*Excerpt provided:*
Name: Vincent Corver
Nationality: Dutch
Occupation: Composer, pianist
Current release: Vincent Corver's The Steinway Lyngdorf Sessions is available via Silent Beat.  

If these thoughts by Vincent Corver piqued your interest, visit his official website. He is also on Instagram, Facebook, and twitter.  

When did you first start getting interested in musical improvisation?
I started improvising on the piano from the age of seven. One of the first ever themes was playing the left-hand chords of Lionel Richie’s “Hello”, while improvising with the right hand on the top.

Which artists, approaches, albums or performances involving prominent use of improvisation captured your imagination in the beginning?

I always felt improvisation is absent from the traditional classical music world. One studies intensively from a very young age to become a concert pianist, working on understanding and commanding classical repertoire. This leaves very little time to explore creative techniques outside of this realm.

Jazz pianists form the pinnacle of improvisation techniques. Through this journey of discovery, I felt hugely inspired by Brad Mehldau’s “Blackbird” improvisations.

*Recorded data:*
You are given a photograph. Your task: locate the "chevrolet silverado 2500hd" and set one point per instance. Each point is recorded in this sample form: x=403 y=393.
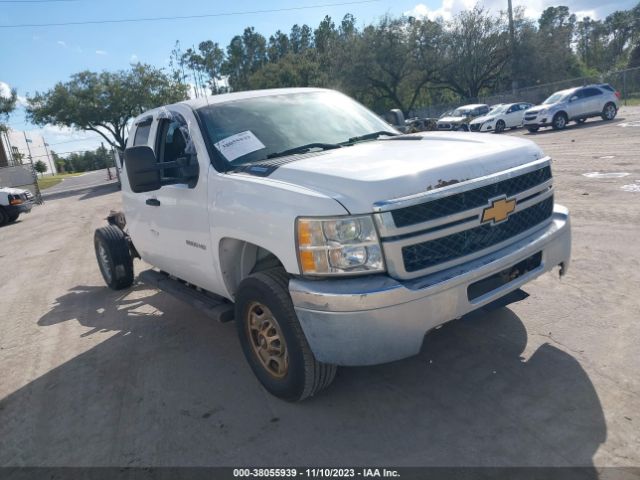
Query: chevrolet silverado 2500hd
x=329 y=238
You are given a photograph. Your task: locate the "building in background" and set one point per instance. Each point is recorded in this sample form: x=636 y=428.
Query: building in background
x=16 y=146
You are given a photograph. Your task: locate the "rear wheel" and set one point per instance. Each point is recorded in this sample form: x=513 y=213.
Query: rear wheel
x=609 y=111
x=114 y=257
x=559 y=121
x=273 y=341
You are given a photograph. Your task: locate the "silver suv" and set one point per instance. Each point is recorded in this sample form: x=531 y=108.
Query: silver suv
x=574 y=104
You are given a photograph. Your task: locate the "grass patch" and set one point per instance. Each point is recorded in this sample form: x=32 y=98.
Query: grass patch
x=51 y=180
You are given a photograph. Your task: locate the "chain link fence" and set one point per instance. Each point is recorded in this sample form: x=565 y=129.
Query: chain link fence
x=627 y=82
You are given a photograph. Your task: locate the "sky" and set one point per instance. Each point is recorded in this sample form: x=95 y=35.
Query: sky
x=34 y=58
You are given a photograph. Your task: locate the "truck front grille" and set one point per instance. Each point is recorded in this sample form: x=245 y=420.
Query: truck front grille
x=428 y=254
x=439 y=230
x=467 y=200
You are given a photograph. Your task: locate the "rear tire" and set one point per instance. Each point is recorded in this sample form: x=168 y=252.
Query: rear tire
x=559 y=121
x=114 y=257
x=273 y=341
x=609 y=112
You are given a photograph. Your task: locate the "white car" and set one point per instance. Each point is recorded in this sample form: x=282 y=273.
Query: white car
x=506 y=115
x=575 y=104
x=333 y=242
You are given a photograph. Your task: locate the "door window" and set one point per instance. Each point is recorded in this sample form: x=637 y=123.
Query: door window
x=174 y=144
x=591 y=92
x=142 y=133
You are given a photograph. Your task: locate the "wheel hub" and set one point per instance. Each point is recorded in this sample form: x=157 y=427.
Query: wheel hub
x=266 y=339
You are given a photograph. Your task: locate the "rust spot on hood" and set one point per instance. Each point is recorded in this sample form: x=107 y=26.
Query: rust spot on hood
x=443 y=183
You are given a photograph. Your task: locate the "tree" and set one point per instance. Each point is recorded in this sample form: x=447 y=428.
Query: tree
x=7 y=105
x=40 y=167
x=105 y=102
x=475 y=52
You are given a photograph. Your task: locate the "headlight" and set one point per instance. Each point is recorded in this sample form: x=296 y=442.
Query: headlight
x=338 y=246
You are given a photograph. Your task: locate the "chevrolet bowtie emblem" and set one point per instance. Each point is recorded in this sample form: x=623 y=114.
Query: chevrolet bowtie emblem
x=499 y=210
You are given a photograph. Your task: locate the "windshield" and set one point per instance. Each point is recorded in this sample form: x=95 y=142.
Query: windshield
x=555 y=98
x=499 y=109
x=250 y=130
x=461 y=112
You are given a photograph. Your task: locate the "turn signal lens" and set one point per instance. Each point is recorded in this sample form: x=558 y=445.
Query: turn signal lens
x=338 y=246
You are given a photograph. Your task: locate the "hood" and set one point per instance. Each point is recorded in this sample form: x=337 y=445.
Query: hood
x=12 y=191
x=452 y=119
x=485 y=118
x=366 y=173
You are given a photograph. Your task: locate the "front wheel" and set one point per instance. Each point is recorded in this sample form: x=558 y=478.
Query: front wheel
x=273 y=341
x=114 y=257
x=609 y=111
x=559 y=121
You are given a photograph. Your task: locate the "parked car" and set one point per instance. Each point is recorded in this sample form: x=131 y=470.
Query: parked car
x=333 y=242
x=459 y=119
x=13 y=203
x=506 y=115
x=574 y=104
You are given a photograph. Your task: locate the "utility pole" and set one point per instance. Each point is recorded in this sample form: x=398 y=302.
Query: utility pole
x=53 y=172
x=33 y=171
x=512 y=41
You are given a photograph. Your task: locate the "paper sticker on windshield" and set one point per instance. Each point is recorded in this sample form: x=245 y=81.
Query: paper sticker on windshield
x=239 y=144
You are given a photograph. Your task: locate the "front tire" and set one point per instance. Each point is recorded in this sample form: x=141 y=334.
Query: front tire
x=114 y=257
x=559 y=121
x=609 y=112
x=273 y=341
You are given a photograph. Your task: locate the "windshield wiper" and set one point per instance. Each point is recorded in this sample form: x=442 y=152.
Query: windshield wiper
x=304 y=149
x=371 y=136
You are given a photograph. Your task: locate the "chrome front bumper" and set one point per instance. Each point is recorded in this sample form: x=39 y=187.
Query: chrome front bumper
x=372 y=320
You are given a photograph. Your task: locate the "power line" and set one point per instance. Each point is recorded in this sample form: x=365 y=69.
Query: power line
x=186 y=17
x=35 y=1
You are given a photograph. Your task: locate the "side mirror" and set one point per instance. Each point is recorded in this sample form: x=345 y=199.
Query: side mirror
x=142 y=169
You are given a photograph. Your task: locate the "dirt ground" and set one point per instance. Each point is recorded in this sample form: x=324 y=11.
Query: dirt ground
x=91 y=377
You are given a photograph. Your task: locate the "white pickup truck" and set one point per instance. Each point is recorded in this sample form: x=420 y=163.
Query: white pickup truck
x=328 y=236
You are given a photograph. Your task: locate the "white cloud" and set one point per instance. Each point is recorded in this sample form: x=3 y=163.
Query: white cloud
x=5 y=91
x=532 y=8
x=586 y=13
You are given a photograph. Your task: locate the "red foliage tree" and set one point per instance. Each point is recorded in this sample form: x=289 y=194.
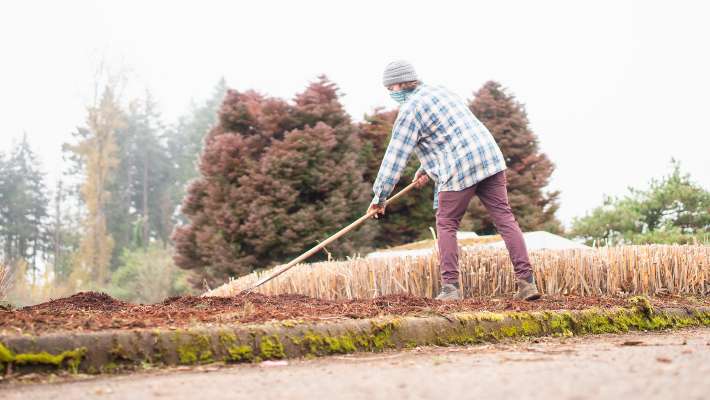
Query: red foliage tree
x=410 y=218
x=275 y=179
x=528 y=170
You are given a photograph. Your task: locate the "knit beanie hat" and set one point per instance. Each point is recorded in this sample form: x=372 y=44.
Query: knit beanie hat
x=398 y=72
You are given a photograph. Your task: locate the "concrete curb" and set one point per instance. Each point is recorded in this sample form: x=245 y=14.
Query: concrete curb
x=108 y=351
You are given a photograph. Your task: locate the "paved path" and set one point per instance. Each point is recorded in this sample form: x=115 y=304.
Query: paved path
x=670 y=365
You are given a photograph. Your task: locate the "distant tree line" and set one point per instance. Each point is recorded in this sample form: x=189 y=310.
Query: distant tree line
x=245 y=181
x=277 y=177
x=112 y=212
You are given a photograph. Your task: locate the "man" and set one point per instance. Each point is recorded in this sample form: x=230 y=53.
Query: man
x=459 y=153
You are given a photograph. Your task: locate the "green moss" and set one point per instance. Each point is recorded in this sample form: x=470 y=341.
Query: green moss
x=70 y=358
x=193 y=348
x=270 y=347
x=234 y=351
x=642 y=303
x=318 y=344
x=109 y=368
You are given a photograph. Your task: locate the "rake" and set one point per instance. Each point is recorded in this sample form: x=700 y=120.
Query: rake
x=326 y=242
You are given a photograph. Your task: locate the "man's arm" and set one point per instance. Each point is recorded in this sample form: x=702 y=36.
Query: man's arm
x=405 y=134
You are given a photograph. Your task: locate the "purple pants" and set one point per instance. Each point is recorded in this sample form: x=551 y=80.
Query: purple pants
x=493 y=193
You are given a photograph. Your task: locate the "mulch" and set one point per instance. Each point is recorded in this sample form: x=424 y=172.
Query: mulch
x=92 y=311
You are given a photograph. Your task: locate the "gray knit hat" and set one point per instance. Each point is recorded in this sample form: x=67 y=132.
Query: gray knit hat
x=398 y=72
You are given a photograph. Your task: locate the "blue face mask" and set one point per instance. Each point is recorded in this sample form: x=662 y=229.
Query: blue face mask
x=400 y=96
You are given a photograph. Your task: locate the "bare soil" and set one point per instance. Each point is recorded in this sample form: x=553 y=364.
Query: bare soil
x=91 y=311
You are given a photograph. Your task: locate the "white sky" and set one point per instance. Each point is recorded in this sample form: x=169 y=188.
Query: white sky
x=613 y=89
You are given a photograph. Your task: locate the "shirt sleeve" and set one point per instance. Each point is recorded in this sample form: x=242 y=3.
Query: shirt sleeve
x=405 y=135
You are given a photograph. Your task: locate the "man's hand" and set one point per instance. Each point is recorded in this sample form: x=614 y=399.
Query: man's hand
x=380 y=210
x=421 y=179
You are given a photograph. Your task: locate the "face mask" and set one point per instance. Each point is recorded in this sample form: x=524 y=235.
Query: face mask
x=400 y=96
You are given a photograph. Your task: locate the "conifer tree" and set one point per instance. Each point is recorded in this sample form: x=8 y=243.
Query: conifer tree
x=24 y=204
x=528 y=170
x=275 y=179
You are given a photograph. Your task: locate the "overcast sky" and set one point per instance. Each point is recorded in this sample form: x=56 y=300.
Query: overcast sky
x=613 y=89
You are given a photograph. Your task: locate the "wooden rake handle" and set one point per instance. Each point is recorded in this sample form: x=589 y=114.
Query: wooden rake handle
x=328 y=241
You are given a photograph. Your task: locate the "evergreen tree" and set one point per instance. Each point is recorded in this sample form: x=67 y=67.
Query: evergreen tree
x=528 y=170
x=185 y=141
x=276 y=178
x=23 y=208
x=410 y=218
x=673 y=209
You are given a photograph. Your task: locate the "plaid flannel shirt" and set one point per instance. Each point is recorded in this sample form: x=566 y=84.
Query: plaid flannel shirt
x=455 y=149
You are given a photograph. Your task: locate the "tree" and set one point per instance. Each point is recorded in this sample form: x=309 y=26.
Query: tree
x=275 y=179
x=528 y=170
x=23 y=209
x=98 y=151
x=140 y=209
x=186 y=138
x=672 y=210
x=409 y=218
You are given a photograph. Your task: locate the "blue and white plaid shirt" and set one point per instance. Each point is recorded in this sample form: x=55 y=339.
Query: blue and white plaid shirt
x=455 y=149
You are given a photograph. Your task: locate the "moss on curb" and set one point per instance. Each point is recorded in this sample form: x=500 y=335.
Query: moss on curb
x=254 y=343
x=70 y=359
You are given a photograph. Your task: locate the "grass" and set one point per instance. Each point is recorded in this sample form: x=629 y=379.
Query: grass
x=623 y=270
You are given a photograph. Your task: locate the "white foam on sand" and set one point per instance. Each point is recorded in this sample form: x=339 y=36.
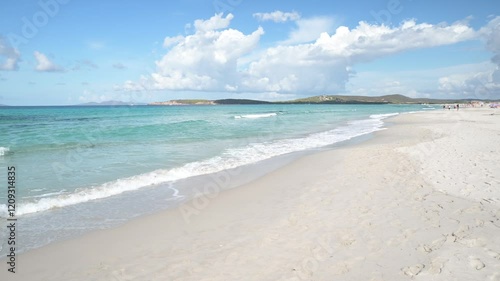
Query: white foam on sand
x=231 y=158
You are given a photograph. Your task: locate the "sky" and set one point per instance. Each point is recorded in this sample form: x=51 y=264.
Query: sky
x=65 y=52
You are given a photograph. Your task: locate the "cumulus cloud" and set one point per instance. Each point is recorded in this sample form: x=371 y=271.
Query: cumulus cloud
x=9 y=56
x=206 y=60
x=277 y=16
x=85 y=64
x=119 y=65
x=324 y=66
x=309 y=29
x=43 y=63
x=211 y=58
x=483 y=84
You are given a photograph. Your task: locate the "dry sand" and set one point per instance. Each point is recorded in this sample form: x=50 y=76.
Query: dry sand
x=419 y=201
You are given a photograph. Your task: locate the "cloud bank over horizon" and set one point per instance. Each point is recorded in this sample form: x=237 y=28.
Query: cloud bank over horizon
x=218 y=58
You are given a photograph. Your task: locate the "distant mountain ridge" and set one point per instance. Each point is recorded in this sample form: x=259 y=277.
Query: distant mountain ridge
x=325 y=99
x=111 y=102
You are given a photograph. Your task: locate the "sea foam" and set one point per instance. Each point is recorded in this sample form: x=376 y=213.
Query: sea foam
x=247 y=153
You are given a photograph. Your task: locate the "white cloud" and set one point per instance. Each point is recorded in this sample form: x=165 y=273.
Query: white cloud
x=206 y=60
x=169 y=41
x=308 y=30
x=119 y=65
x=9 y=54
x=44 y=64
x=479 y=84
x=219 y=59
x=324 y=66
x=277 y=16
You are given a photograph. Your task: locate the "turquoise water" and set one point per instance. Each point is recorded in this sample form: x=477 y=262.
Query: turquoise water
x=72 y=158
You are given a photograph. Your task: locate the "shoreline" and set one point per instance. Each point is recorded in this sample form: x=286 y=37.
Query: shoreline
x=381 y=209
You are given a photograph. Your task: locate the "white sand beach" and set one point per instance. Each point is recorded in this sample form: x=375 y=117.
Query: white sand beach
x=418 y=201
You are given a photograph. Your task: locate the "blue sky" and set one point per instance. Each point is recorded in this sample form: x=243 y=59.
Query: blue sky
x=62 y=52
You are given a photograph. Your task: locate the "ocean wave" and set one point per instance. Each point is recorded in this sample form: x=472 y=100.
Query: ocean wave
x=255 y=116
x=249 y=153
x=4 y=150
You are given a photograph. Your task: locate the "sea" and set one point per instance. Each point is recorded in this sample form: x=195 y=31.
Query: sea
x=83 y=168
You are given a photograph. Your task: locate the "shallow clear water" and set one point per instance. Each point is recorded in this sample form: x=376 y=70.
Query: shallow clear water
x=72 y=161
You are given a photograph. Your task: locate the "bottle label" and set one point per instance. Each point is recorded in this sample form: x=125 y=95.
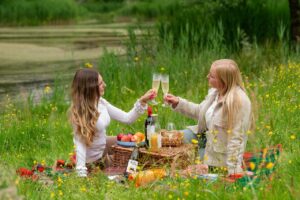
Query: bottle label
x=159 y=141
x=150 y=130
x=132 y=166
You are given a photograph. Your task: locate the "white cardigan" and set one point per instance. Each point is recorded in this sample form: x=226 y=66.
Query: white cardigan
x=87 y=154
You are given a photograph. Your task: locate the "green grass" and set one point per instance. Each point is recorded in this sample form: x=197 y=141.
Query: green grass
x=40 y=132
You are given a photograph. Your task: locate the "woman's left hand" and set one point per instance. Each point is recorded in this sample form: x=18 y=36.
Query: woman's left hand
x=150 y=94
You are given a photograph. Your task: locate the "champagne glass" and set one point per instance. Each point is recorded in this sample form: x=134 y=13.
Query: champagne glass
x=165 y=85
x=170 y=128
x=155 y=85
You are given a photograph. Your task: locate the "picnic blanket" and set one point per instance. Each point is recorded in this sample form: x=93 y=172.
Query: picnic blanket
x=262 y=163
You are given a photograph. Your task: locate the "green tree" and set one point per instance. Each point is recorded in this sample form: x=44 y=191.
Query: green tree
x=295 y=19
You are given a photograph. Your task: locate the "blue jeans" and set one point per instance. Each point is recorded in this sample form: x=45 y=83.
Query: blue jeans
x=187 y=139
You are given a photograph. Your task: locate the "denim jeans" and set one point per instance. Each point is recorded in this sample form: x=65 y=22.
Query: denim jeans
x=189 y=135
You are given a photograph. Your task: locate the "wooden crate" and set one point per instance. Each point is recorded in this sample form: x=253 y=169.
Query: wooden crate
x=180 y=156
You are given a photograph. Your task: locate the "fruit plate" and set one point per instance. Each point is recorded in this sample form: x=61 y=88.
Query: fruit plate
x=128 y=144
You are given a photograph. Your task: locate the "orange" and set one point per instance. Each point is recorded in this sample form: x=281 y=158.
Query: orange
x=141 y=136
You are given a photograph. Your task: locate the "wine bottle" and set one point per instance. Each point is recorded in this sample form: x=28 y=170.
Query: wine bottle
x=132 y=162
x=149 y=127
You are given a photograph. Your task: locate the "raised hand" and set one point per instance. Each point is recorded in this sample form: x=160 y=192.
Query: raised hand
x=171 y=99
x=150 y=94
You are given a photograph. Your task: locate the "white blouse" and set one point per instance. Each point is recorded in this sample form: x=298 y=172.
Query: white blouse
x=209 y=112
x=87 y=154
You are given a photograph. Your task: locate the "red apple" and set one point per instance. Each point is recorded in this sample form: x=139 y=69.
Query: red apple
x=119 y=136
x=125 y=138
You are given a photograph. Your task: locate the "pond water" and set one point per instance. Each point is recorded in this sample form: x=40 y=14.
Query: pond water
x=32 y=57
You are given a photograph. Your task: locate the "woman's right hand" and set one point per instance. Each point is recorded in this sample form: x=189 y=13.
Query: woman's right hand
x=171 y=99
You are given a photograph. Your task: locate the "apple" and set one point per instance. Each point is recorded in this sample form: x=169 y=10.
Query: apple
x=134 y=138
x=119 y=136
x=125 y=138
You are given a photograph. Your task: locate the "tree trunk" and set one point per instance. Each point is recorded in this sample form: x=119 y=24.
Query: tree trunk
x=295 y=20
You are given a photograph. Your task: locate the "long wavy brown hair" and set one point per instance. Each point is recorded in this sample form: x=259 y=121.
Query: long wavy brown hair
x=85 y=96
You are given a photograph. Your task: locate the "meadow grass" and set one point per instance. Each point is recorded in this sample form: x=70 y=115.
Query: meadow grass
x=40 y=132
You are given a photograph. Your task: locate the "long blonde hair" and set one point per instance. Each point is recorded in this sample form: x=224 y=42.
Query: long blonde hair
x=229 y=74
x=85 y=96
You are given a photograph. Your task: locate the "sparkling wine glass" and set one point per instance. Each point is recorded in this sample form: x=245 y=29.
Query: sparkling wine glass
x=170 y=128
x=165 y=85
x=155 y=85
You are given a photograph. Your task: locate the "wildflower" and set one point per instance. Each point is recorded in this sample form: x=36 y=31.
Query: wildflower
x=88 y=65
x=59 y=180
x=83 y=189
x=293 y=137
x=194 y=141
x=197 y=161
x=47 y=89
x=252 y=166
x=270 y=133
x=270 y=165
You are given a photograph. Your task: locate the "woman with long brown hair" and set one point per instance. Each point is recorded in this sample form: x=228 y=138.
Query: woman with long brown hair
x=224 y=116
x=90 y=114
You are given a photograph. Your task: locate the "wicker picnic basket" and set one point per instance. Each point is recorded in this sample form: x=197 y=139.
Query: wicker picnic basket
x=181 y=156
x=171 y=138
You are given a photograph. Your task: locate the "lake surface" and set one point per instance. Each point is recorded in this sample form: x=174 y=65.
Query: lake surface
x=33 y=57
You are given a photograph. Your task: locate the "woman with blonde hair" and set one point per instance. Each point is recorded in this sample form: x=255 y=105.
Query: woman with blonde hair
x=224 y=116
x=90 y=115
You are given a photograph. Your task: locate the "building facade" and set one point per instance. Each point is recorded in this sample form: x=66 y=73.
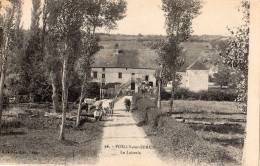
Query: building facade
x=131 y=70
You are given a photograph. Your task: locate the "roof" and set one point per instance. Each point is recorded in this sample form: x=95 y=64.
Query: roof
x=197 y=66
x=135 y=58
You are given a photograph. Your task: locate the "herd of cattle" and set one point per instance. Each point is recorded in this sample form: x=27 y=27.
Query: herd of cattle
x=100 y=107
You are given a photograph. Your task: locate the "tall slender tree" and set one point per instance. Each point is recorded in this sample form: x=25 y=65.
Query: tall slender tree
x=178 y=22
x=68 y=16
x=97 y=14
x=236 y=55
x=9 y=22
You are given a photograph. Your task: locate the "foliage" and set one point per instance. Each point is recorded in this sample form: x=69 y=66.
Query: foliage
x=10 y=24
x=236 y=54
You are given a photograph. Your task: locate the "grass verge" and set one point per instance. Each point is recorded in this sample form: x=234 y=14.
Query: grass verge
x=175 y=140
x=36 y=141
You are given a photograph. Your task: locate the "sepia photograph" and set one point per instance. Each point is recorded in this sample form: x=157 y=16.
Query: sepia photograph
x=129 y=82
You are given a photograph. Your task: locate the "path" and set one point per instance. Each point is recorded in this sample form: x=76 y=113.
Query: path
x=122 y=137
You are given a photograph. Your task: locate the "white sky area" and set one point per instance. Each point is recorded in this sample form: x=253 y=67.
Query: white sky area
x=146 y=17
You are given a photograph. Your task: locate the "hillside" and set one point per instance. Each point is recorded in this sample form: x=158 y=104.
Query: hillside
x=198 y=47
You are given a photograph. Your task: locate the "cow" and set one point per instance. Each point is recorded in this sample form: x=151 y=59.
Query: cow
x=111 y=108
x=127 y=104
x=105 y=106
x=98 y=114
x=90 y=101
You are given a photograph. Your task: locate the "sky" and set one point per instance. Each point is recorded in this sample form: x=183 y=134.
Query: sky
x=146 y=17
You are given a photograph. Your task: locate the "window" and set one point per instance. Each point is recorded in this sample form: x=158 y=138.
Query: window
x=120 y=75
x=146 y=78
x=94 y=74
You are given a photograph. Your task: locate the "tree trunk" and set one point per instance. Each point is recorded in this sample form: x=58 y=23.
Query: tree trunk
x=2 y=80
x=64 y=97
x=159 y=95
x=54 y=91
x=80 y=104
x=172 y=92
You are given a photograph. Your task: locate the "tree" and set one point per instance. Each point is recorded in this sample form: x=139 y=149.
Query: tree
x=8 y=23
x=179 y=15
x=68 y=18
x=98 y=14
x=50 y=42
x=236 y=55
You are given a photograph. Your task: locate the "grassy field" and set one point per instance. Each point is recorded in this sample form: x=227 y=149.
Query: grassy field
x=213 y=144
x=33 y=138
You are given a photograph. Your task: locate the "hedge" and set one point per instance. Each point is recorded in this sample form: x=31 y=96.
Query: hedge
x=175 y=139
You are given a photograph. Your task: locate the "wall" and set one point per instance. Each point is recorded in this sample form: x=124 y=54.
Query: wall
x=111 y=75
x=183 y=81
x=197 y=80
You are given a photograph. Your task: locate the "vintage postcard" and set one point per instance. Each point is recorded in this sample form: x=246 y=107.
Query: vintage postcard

*Set problem:*
In the Vincent Corver interview above, reproduce the passage word for word, starting at the words "If these thoughts" and stopping after "in musical improvisation?".

*Full answer:*
If these thoughts by Vincent Corver piqued your interest, visit his official website. He is also on Instagram, Facebook, and twitter.  

When did you first start getting interested in musical improvisation?